Work order 1:
Decide whether each statement agrees with the text about Sims's draft and rookie season: (a) The Dolphins took Sims in the fourth round of the 2013 NFL draft. (b) Sims made a catch in the season opener against the Cleveland Browns. (c) Sims started every game he played as a rookie. Answer yes or no for each and quote the words of the text that settle it.
Work order 2:
Echo the part of the text about Sims starting with "On May 17, 2013, the" and going on through "and five starts.".

Text passage:
:::

Pre-draft measurables
| Height | Weight | Arm length | Hand span | 40-yard dash | 10-yard split | 20-yard split | 20-yard shuttle | Three-cone drill | Vertical jump | Broad jump | Bench press |
| 6 ft 5 in (1.96 m) | 262 lb (119 kg) | 33+3⁄8 in (0.85 m) | 10+1⁄2 in (0.27 m) | 4.75 s | 1.62 s | 2.75 s | 4.52 s | 7.36 s | 35 in (0.89 m) | 9 ft 4 in (2.84 m) | 22 reps |
All values from NFL Combine

===Miami Dolphins===
====2013====
In the 2013 NFL draft, the Miami Dolphins selected Sims in the fourth round, with the 106th overall pick.

On May 17, 2013, the Dolphins signed Sims to a four-year, $2.62 million rookie contract that included a signing bonus of $467,552.

He started his rookie year as the backup tight end on the Miami Dolphins' depth chart, behind veteran Charles Clay. Although he started the season opener against the Cleveland Browns, he did not make a catch until Week 3. In that game, he scored his first career touchdown on a 1-yard pass from Ryan Tannehill against the Atlanta Falcons. He finished his rookie year with six receptions, 32 receiving yards, and a touchdown in 15 games and five starts.

:::

Data supplied:
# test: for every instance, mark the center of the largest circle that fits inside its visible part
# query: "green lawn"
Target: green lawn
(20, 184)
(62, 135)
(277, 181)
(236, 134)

:::

Written reply 1:
(a) Yes: "the Miami Dolphins selected Sims in the fourth round, with the 106th overall pick."
(b) No: "he did not make a catch until Week 3."
(c) No: "in 15 games and five starts."

Written reply 2:
On May 17, 2013, the Dolphins signed Sims to a four-year, $2.62 million rookie contract that included a signing bonus of $467,552.

He started his rookie year as the backup tight end on the Miami Dolphins' depth chart, behind veteran Charles Clay. Although he started the season opener against the Cleveland Browns, he did not make a catch until Week 3. In that game, he scored his first career touchdown on a 1-yard pass from Ryan Tannehill against the Atlanta Falcons. He finished his rookie year with six receptions, 32 receiving yards, and a touchdown in 15 games and five starts.